== GOAL OF THE EXERCISE ==
Show the lines of the material that contain the word "dark".
☆ ☆ ☆ ☆ ☆
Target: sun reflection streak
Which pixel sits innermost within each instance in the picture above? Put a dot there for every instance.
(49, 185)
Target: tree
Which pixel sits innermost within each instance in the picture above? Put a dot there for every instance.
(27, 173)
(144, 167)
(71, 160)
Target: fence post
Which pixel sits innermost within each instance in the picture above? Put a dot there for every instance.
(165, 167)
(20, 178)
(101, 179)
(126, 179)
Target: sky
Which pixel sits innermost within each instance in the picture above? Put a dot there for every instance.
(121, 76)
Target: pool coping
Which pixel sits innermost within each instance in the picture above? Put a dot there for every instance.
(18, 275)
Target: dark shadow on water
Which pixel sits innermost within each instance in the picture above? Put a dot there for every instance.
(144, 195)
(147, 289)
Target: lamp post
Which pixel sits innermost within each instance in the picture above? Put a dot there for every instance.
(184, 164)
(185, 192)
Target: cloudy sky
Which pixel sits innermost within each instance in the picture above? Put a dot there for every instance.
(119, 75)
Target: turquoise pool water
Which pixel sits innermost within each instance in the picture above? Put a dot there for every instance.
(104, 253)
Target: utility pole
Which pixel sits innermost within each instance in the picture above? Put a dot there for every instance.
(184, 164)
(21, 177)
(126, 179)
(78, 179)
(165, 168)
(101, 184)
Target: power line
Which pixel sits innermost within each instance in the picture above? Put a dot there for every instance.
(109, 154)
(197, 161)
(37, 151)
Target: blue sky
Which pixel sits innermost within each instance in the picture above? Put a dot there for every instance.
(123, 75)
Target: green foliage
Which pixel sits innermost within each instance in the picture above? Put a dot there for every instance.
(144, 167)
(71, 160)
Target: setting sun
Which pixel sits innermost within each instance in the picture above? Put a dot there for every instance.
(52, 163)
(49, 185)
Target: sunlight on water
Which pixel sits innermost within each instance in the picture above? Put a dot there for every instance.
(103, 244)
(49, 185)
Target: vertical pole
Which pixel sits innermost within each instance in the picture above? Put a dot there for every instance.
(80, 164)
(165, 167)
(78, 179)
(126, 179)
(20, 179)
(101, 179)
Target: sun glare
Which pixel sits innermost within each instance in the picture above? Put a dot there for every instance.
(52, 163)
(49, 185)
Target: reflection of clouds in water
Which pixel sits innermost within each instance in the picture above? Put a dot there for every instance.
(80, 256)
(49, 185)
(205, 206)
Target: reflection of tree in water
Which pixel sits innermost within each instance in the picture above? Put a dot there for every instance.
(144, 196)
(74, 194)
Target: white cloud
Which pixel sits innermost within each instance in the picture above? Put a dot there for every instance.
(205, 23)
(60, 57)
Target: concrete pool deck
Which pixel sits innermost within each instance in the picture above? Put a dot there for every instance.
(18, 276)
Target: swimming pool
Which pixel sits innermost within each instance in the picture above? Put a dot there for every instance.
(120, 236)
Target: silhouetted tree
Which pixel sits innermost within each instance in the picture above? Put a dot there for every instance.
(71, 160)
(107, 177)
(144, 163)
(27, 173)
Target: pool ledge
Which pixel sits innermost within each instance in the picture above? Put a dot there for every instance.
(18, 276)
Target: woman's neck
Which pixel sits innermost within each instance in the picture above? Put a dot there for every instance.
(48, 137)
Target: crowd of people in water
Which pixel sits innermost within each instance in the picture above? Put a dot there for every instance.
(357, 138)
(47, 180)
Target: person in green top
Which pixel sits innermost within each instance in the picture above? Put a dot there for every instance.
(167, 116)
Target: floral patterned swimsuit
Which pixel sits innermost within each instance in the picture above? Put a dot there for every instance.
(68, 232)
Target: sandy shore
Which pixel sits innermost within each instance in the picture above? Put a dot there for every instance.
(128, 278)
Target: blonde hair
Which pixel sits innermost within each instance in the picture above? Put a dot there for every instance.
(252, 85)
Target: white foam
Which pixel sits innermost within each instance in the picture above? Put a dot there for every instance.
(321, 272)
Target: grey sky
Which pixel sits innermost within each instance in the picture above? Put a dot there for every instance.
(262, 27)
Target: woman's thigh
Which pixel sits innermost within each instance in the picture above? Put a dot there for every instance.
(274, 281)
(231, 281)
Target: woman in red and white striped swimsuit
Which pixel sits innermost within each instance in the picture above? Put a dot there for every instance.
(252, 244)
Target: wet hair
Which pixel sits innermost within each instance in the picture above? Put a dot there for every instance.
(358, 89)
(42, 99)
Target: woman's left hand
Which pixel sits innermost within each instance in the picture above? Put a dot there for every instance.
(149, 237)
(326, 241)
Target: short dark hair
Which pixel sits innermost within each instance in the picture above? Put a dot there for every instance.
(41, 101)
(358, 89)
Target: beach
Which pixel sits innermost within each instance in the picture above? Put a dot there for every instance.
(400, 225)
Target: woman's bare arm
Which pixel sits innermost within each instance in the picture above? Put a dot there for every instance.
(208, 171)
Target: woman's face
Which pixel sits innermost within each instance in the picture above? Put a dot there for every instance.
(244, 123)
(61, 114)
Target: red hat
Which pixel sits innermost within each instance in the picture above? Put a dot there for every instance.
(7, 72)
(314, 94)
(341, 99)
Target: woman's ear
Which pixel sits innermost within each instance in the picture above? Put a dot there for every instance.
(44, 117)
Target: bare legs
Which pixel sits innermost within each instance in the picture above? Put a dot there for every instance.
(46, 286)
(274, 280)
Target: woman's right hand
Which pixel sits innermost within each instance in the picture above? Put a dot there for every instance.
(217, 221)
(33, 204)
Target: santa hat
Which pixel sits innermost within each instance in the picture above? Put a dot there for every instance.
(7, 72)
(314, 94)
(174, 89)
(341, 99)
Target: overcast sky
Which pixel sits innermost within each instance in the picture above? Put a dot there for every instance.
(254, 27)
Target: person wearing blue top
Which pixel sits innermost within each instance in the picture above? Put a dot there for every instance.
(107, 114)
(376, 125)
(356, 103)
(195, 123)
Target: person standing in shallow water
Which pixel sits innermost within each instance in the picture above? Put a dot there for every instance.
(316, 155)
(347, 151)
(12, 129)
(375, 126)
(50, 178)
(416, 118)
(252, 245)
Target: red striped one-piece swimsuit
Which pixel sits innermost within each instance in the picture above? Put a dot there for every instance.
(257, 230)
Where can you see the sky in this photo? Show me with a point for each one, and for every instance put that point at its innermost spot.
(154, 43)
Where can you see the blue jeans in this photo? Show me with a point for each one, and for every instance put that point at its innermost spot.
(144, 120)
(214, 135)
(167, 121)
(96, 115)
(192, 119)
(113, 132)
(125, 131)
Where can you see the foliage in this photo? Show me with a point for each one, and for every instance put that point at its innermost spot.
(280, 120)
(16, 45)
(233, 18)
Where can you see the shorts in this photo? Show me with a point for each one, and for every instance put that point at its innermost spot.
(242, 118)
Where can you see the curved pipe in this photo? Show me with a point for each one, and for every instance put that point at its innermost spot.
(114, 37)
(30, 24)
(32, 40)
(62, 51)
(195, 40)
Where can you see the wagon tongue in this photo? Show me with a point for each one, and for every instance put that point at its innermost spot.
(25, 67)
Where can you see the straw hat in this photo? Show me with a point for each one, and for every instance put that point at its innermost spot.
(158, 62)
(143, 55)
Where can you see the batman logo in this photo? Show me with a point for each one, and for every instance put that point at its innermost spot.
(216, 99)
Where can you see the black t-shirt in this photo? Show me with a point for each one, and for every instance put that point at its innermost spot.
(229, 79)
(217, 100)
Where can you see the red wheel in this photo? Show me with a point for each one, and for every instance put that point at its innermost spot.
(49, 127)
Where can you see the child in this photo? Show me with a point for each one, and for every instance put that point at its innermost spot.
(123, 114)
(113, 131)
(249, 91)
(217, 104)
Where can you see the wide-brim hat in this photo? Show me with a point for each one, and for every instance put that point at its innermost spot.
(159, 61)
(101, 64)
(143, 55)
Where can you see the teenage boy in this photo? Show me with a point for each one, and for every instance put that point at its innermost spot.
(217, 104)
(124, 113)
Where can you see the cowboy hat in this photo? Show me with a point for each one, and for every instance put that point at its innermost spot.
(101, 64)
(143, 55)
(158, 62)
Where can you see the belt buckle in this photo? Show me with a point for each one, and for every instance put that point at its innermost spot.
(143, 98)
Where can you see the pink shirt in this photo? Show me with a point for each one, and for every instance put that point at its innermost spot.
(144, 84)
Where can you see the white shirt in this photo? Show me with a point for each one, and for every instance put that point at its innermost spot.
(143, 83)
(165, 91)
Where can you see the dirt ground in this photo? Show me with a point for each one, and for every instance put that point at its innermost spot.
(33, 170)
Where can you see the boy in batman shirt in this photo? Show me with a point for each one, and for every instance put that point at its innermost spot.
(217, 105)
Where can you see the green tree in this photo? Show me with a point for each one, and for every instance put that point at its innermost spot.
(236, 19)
☆ ☆ ☆ ☆ ☆
== YOUR SOLUTION ==
Target: dark shadow on water
Target: short dark hair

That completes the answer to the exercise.